• **Text-to-region grounding data**
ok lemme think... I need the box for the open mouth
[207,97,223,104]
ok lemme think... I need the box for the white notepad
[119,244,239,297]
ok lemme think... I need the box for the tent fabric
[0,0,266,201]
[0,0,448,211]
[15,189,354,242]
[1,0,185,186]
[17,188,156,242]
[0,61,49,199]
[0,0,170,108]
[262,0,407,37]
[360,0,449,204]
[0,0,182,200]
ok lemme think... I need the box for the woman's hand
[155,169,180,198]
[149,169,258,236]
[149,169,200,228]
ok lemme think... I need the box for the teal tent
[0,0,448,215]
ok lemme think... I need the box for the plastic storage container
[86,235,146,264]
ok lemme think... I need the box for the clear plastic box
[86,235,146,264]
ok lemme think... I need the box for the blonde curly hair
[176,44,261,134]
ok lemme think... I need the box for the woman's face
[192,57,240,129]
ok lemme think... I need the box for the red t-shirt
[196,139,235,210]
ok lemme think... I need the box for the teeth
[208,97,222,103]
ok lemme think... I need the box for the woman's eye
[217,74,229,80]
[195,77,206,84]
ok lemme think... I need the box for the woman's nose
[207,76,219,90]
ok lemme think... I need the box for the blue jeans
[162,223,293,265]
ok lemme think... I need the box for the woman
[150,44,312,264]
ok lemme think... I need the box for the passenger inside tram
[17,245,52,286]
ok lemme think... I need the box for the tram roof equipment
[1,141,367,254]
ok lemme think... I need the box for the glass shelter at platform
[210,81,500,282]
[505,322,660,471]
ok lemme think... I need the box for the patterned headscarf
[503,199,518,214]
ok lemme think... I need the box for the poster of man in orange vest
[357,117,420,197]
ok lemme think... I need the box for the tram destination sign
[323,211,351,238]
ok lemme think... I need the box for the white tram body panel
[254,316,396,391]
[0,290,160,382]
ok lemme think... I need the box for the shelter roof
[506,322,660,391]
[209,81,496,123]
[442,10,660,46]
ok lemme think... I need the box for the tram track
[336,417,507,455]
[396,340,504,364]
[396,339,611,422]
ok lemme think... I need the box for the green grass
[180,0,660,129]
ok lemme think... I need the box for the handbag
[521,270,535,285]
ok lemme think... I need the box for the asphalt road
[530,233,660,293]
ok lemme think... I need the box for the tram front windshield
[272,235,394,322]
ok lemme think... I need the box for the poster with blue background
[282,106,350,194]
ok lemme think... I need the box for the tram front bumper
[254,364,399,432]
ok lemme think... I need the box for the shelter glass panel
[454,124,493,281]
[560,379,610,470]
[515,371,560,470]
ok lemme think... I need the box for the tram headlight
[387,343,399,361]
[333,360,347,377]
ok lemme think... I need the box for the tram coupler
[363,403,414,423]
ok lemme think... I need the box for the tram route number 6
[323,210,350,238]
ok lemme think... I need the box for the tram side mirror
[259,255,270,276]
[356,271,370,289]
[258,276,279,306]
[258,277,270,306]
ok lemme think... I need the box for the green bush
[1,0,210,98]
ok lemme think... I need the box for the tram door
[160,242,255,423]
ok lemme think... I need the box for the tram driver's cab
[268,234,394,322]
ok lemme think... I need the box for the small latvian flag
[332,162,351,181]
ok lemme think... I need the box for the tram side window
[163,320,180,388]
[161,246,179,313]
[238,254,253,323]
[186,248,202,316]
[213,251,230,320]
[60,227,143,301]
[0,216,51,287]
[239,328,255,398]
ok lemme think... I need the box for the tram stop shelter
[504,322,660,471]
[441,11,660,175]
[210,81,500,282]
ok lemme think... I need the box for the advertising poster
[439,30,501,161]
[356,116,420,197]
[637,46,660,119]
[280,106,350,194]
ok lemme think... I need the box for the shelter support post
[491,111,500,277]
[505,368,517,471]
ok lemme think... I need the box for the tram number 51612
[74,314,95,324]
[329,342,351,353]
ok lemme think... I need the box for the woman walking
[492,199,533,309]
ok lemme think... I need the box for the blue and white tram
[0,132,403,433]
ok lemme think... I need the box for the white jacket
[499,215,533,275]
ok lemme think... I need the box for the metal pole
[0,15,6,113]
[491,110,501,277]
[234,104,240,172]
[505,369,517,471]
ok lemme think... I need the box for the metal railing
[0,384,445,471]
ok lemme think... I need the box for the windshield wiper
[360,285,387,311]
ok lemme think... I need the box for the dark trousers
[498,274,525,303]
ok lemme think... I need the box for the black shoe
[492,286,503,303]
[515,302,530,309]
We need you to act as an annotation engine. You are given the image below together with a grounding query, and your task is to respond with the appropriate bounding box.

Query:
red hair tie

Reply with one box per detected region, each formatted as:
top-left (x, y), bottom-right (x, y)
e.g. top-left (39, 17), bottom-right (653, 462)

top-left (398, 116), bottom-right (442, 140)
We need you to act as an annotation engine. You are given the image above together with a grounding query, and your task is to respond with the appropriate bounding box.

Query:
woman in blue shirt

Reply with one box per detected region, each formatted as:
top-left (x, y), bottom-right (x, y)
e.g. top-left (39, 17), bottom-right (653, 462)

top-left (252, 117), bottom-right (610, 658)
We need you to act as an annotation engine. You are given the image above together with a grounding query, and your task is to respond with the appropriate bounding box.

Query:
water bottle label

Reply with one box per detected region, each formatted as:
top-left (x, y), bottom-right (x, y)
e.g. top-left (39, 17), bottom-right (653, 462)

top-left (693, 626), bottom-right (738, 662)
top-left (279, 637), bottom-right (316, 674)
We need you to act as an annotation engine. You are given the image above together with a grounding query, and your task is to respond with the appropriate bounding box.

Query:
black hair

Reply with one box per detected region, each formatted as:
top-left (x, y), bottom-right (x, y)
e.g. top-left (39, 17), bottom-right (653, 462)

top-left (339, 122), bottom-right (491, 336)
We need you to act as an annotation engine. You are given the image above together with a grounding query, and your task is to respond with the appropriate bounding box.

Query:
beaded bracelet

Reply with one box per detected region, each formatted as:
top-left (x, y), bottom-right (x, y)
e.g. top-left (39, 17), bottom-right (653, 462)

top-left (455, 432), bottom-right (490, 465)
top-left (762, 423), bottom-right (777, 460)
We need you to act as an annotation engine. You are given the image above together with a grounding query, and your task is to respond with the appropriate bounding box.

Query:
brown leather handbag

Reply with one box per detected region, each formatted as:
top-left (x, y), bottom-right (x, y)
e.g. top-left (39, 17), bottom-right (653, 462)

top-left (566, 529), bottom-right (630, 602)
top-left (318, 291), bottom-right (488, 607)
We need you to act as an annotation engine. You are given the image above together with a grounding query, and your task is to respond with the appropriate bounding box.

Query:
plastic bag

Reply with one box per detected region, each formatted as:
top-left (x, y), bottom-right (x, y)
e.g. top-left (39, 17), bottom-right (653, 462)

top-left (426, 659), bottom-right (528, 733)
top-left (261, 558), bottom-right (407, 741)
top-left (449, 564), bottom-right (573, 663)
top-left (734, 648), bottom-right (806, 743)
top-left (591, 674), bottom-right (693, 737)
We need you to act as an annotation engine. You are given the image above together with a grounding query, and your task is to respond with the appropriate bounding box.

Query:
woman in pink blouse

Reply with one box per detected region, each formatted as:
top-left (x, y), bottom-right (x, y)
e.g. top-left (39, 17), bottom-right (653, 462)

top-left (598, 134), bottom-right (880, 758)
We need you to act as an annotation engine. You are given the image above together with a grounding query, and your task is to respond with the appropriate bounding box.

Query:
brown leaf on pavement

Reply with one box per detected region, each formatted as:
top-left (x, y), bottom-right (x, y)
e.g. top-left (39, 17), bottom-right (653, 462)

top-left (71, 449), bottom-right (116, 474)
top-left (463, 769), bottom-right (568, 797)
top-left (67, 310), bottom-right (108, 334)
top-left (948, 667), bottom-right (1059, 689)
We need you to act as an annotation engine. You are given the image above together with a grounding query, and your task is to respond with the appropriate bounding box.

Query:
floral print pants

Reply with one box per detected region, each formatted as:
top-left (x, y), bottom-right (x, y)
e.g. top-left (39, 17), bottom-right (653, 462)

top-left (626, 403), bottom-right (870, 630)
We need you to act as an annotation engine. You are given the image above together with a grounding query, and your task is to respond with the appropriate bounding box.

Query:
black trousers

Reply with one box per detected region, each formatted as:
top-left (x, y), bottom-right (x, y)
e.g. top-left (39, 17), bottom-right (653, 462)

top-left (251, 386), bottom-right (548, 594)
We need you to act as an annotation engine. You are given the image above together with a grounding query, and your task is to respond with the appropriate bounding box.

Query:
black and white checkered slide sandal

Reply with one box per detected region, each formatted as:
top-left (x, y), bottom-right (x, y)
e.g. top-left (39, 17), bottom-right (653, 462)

• **Activity**
Select all lines with the word "brown" from the entries above.

• **Solution to the problem**
brown leather handbag
brown leaf on pavement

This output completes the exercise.